== AUSGEWÄHLTER TEXTAUSZUG ==
===

Dadurch war die deutsche Defensive ein ums andere Mal im Rückwärtsgang und so boten sich den Samoanern weite Räume auf Außen, die sie mit ihren pfeilschnellen Wingern Sinoti Sinoti und Ed Fidow, dem ein Hattrick gelang, gnadenlos zu nutzen wussten. Mehr als ein Dutzend Durchbrüche gegenüber nur zwei auf deutscher Seite: So brachte es der Favorit und Gastgeber bis zur Pause auf fünf Versuche und führte klar mit 35:3.
Dass Samoa, als traditionell stärkstes der drei Pazifik-Team im Fünfzehner-Rugby, überhaupt über den Umweg Relegation in der WM-Quali gehen muss, war schon eine Überraschung. Die heutige Mannschaft der Samoaner bestand bis auf die Bank hin aus gestandenen Erstliga-Profis - verdeutlicht dadurch, dass mit Joe Tekori ein 1,98-Mann mit knapp 270 Erstliga-Einsätzen in Frankreich für Castres und Rekordmeister Toulouse von der Bank als Verstärkung aufs Feld kommt. Ironischerweise war es Samoas Gedrängehalb Matavao, der einzige nicht professionelle Spieler der Samoaner, der zu den Besten der Gastgeber zählte.

===

== BEREITGESTELLTE DATEN ==

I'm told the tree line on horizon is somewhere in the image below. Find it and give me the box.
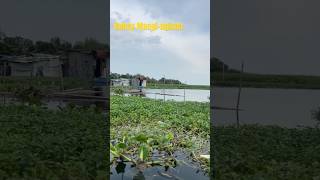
[110,73,182,84]
[0,32,109,55]
[210,57,240,73]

===

== ZU ERLEDIGENDE AUFGABE ==
Entscheiden Sie für jede Aussage, ob sie mit dem Textauszug über das Rugbyspiel übereinstimmt: (a) Ed Fidow gelang ein Hattrick. (b) Bis zur Pause kam die deutsche Mannschaft auf mehr Durchbrüche als Samoa. (c) Matavao war der einzige nicht professionelle Spieler der Samoaner. Antworten Sie jeweils mit Ja oder Nein und zitieren Sie die entscheidenden Worte wörtlich. Die Liste ist eigenständiges Material und hat mit dem Textauszug nichts zu tun.

== ANTWORT ZUR AUFGABE ==
(a) Ja: „Ed Fidow, dem ein Hattrick gelang“
(b) Nein: „Mehr als ein Dutzend Durchbrüche gegenüber nur zwei auf deutscher Seite“
(c) Ja: „der einzige nicht professionelle Spieler der Samoaner“